Materials provided:
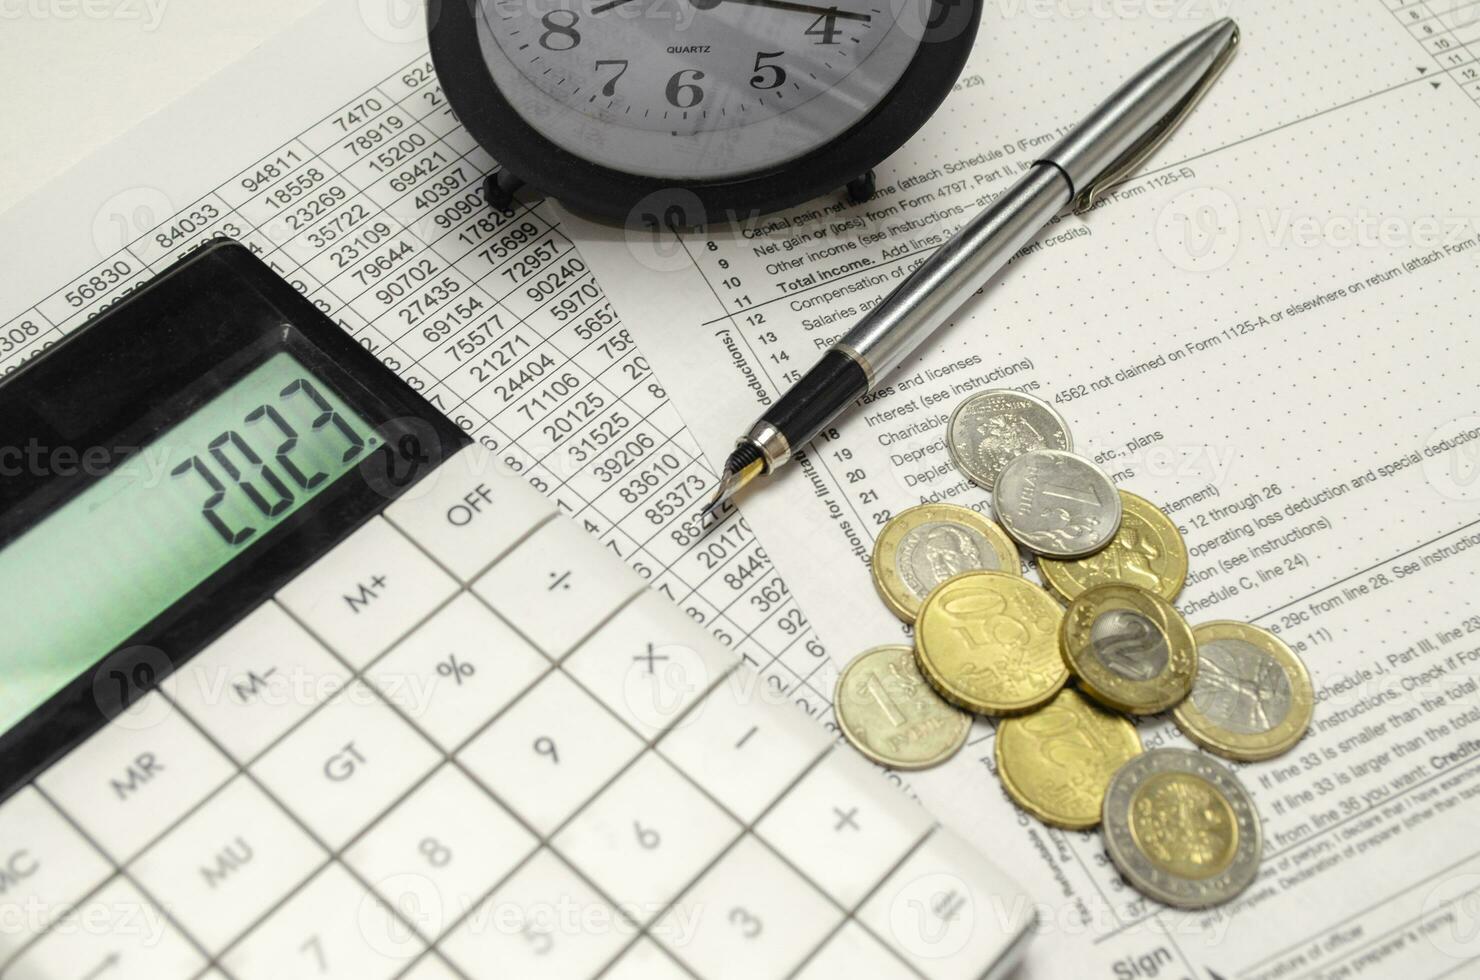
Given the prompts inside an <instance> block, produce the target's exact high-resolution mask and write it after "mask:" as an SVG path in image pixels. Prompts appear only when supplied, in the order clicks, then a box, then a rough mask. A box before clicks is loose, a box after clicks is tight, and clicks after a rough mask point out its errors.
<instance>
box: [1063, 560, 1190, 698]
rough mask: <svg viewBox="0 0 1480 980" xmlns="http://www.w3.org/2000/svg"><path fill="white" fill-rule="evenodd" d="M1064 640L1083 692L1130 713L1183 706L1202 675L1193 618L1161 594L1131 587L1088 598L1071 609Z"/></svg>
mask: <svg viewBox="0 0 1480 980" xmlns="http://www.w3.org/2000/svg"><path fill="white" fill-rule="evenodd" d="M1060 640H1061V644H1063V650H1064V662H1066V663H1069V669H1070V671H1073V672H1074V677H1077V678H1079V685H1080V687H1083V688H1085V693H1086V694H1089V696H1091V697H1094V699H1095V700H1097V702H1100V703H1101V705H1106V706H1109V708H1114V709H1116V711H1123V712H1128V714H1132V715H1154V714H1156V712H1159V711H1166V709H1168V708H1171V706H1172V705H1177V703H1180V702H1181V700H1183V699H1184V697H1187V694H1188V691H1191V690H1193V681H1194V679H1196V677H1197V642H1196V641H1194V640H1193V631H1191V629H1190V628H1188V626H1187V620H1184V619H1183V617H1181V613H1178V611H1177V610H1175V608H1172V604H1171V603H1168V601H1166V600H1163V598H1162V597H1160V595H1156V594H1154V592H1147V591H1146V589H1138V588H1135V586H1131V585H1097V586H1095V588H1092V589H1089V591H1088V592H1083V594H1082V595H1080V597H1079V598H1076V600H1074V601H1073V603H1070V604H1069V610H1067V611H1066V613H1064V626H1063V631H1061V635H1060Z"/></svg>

Exercise brief:
Report every line of the records above that contains the string "instance", copying each line in full.

Your response:
Given the prompts inside an <instance> block, produce the target's exact high-resolution mask and write it after "mask:" as an SVG path in image pixels. Prompts appear only when supplied, in the order clicks, then a box, then a rough mask. A box before clicks is loose, a box after clicks is tight, and clicks after a rough mask point out its errors.
<instance>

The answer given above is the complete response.